◆ Metin Parçası:
__________

Araştırmalara göre o dönemlerin sanatçıları günümüzde olduğu gibi birbirlerinden
esinlenirdi… Saraylardaki görkemli perde tasarımlarından esinlenerek giysilere
uyarlanan çift sıra drape, pile ve farbalardaki işlemeli taşlar gibi…Şatafatlı
kostümleri en iyi anlatan ”altın varaklar ve gül desenlerdir. Barok dönemin de
teknolojinin gelişmesiyle daha seri üretilen yün, kadife, atlas, ipek, İç
çamaşırları ise ketenden den yapılan kombinezon veya korsajlardır… Kamgarn
(elde örülmüş yün) veya ipekten yapılmış çoraplarını tutturmak amacıyla
jartiyer, altlarına da lastikli paçalı kilotlar giyildikleri bilinmektedir…
Bunun yanısıra geçtiğimiz günlerde bulunan günümüz de kullandığımız tarzda
(keten) sütyen- külot parçasının Rönesans dönemine ait olduğu kesinleşmiştir…
Zengin kesimin vaz geçilmez aksesuarları; altın zincir ve ağır gerdanlıklardı.
Erkeklerin giysisi, deri kenar şeridi ve kesme kollu kısa bir ceketten
oluşurdu; aşırı derecede sıkı, bacakları açığa çıkaracak şekilde dize kadar
veya daha kısaydı. Yüksek Rönesans’ın diğer bir popüler giysisi, topuklara
kadar uzanan, kolları dikişli ve geniş yakalı bir ceketti; bu giysi
üniversitelerde resmi durumlar için seremonik giysi olarak kullanılırdı.Pamuk,
kamlot kumaşlara; yaldızlı kumaşlar altın ipliklerle işlenmiş brokerlar ve gül
motifler eklenmiştir. Bayan kostümünde ağır (karkas) astarın yerini daha
zarif pamuklu, ipekli astarlar alır. Etekler iki parçadan ibaret olup üst-üste
giyilmektedir. Alt etek (Fripon) yapımında daha çok açık renk kumaşlar
kullanılmakta. Üst etek (Modest) koyu renk kumaştan yapılır, eteğin kenarı
drape olarak süslenirdi. Drape süsleme, geniş ve omuzları açık bırakan
dekolteli yakalarda da uygulanmaktaydı. Bol pudralı peruklar, bastonlar,
şemsiyeler de dönemin aksesuarlarıdır.

__________

◆ Veri Alıntıları:
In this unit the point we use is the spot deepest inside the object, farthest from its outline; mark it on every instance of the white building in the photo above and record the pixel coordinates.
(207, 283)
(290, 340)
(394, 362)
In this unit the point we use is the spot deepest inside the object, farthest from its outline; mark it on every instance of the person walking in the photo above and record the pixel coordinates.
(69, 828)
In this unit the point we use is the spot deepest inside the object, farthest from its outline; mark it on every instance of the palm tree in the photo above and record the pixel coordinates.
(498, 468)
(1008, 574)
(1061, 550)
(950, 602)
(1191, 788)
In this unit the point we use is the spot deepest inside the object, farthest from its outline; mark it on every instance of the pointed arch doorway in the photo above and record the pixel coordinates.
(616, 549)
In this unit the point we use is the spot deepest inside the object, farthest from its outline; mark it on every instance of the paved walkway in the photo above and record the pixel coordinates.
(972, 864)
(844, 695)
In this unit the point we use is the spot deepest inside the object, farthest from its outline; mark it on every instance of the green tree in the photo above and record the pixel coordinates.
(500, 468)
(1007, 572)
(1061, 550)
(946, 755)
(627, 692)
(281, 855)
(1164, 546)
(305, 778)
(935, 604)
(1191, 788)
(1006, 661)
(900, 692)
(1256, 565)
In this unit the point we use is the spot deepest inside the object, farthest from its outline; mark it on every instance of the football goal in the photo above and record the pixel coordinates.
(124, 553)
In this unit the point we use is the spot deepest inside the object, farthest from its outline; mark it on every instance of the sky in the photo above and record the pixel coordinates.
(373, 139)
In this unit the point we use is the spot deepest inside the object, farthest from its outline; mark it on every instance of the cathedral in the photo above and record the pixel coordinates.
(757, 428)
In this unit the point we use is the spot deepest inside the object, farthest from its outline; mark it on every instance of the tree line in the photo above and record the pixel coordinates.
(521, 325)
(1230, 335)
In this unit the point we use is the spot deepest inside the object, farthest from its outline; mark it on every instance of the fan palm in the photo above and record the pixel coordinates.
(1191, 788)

__________

◆ Görev Yönergeleri:
1 – Metin parçasındaki şu cümleyi İngilizceye çevirin: "Zengin kesimin vaz geçilmez aksesuarları; altın zincir ve ağır gerdanlıklardı."
2 – Rönesans ve Barok dönemi kıyafetlerini anlatan metni, gösterilen son cümleden sonrasını yazarak sürdürün.

◆ Görevlere Göre Yanıtlar:
1 – The indispensable accessories of the wealthy were gold chains and heavy necklaces.

2 –
ROKOKO GİYİM TARZI
Rokoko (1730-1789) ; giyim tarzı Rönesansın gelişme döneminde Barok dönemi stiline
karşı olarak ortaya çıkmıştır. Acayipliği, asimetrisi, detayların inceliği ve
hafifliği ile göze çarpar; süslü güzelliği daha fazla kumaş kullanımıyla
vurgulanırdı. Kadın ve erkek giyiminde kullanılan en yaygın kumaşlar, satenler,
atlaslar, brokarlar, kurdelalarla yapılmış gül motifler, çift renk yansıtan
ipek karışımlı tafta kumaşlar ve tipik olarak pastel gölgeler de dantellerdir…
Yaka kısmının sırtı kapanarak kareden U şeklini alması onu kendi içinde
ayıran bir diğer özelliktir… Kadın giysileri, taşmış dantelli ve şeritli dar
kollu bedene sahipti. Sırt kısmındaki biritler ön kısma taşınmış farklı bir
hava katmıştı. İspanyol stilinin ağırlıkta olduğu abartılı perukların ve saç
aksesuarlarının kullanıldığı tüy detaylarla bütünleşmiş renkli bir dönemdi
diyebiliriz. Farbalarda, yakalarda ve kollarda fırfır detaylar sıklıktaydı.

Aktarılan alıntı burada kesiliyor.